A belligerent nation has been conceded the right of visit and search, and the right of capture and condemnation if upon examination a neutral vessel is found to be engaged in unneutral service or to be carrying contraband of war intended for the enemy’s Government or armed forces. It has been conceded the right to establish and maintain a blockade of an enemy’s ports and coasts, and to capture and condemn any vessel taken in trying to break the blockade. It is even conceded the right to detain and take to its own ports for judicial examination all vessels which it suspects for substantial reasons to be engaged in unneutral service, and to condemn them if the suspicion is sustained. But such rights, long clearly defined both in doctrine and practice, have hitherto been held to be the only permissible exceptions to the principle of equality of sovereignty on the high seas as between belligerents and nations not engaged in war.
If the rights of the neutral merchant are no greater than I have stated them in the first article, and he acts at his own peril and is entirely independent of his own Government, and if the rights of the belligerents are as large as I have there stated them, then it follows that there can be no question of ‘concession’ by the neutral merchant’s Government, in regard to either contraband or blockade, but only an assertion of belligerent right,[40] and all questions as to the sovereignty of that Government over its merchants’ ships disappear. When the neutral merchant is carrying contraband, or when he is blockade-running, he deliberately runs his risk, and therefore cannot claim the protection of his flag.
I think I am not overstating the case when I say that the doctrine on which the United States Government rests its case against us is the exact opposite of this. The prominent position which it holds in the Protest shows that it is regarded as the key-stone of the argument, and that if that key-stone is withdrawn the whole argument must fall to pieces. At the risk of repetition I shall quote again a passage from ‘Historicus,’ referred to in the post-script to the first article, in which he examines the terms of the British proclamations of neutrality. Using his own language, ‘the vital importance of this matter to the great issues’ which have arisen between the United States and Great Britain, ‘must be my excuse.... The interests of peace demand that there should be no doubt on this question.’ In these proclamations, he says, the nature of the consequence, commonly called a penalty, of trading in contraband of war ‘is pointed out with equal clearness and correctness—viz. the withdrawal of the Queen’s protection from the contraband on its road to the enemy, and an abandonment of the subject to the operation of belligerent rights.’[41] And again, ‘when the neutral Sovereign has withdrawn from his subjects engaged in such a trade the protection of his flag, he has discharged the whole duty of neutrality.’[42] To withdraw protection from the merchant when he sets out on his risky adventure, to abandon him during his adventuring to the exercise of sea-power by a belligerent which it is admitted he must exercise because he is at war, is inconsistent with any notion of concession. A neutral vessel carrying contraband is in no better case than if she wore no flag. The fact of the contraband being on board withdraws her from her national protection.

[Recorded data]
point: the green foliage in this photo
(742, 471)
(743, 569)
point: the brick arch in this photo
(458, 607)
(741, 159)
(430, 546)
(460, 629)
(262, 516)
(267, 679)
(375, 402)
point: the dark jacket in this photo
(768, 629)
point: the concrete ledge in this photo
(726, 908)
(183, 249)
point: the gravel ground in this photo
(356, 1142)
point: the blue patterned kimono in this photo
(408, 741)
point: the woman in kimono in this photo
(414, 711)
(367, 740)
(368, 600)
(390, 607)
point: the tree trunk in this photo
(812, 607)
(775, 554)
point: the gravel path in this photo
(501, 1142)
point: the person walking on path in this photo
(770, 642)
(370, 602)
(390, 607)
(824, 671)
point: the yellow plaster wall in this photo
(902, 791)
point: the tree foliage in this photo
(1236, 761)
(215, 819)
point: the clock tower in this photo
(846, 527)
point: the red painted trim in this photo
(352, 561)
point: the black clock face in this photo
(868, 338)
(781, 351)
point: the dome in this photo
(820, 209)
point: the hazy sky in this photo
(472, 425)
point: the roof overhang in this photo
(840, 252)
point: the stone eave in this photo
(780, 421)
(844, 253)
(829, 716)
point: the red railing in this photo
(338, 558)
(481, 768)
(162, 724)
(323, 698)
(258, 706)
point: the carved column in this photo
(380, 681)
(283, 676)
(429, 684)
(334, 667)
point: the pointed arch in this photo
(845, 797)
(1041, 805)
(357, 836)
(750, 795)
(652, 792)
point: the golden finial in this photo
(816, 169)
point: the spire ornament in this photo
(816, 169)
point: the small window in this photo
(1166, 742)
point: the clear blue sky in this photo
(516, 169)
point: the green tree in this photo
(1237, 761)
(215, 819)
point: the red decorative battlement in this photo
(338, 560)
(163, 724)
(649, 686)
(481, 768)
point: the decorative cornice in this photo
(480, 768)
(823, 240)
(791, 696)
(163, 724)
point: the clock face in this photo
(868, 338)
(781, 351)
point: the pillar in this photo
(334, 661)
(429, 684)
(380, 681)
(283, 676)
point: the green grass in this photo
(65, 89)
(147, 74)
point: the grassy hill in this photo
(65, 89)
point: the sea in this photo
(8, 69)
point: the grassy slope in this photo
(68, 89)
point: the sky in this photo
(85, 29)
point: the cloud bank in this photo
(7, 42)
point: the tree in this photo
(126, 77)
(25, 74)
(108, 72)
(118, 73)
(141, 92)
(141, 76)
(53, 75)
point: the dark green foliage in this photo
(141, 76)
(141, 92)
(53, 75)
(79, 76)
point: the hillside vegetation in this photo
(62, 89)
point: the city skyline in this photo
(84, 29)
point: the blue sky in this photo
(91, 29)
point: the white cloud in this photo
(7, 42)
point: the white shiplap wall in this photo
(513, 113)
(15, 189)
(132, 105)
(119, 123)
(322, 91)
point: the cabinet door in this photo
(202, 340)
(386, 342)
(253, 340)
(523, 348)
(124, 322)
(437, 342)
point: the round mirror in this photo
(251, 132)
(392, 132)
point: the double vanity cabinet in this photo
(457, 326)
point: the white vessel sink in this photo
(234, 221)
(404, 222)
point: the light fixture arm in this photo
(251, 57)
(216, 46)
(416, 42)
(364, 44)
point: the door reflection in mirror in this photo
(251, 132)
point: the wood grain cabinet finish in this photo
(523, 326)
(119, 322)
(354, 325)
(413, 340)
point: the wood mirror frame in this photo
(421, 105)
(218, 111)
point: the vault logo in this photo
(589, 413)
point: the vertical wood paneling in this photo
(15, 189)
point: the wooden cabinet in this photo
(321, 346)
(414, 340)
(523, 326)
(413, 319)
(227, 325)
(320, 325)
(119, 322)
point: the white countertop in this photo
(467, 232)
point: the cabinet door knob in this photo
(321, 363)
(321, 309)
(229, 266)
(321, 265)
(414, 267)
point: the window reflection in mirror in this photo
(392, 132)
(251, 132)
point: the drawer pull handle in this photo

**Parts of the exercise**
**a)** Answer these questions from the passage on neutral shipping in wartime:
(i) What may a belligerent establish and maintain against an enemy's ports and coasts?
(ii) What can a neutral merchant not claim when carrying contraband or running a blockade?
(iii) According to 'Historicus,' when has the neutral Sovereign discharged the whole duty of neutrality?
**b)** Update the passage on neutral shipping in wartime by giving everything from "If the rights of the neutral" down to "of his flag.", with "neutral merchant" changed to "neutral trader" in every place it occurs.
**c)** Write the next part of the passage on neutral shipping in wartime, continuing from where it stops.
The data are not needed for any of this.

**Responses per task**
**a)**
(i) A blockade.
(ii) The protection of his flag.
(iii) When he has withdrawn the protection of his flag from his subjects engaged in such a trade.

**b)**
If the rights of the neutral trader are no greater than I have stated them in the first article, and he acts at his own peril and is entirely independent of his own Government, and if the rights of the belligerents are as large as I have there stated them, then it follows that there can be no question of ‘concession’ by the neutral trader’s Government, in regard to either contraband or blockade, but only an assertion of belligerent right,[40] and all questions as to the sovereignty of that Government over its merchants’ ships disappear. When the neutral trader is carrying contraband, or when he is blockade-running, he deliberately runs his risk, and therefore cannot claim the protection of his flag.

**c)**
Further, the laws of the United States (which may be taken as typical of neutral countries), ‘do not forbid their citizens to sell to either of the belligerent Powers articles contraband of war, or to take munitions of war ... on board their private ships for transportation.’[43] It is impossible, therefore, to say that the neutral Government—except only when an embargo has been declared—exercises jurisdiction over such private ships, for the national law creates no offence which could give jurisdiction. Therefore it is clear that the neutral vessel by carrying contraband or running blockade puts herself deliberately, and with the acquiescence of her own Government, at the mercy of the other belligerent, and submits to the exercise of belligerent rights.[44]
The right of search might be looked on as a concession, or an infringement of jurisdiction, in the case of ships not carrying contraband. Yet even this does not bear analysis; for, as ‘Historicus’ points out, ‘when a trade in contraband is notoriously and extensively carried on, it exposes the innocent as well as the guilty to suspicion and search, and this is precisely why the Queen in her proclamation of neutrality exhorts her subjects to abstain from such a trade.’[45] The proclamation in fact admits that this search of all vessels on suspicion is an integral and inevitable part of the right of search. It is not a concession, but only the logical extension of the belligerent right to capture contraband on neutral vessels, and to take all steps necessary to attain that end. It is a part of the belligerent right. This question does not arise in connexion with blockade, for there there is no search, and all things become contraband of war.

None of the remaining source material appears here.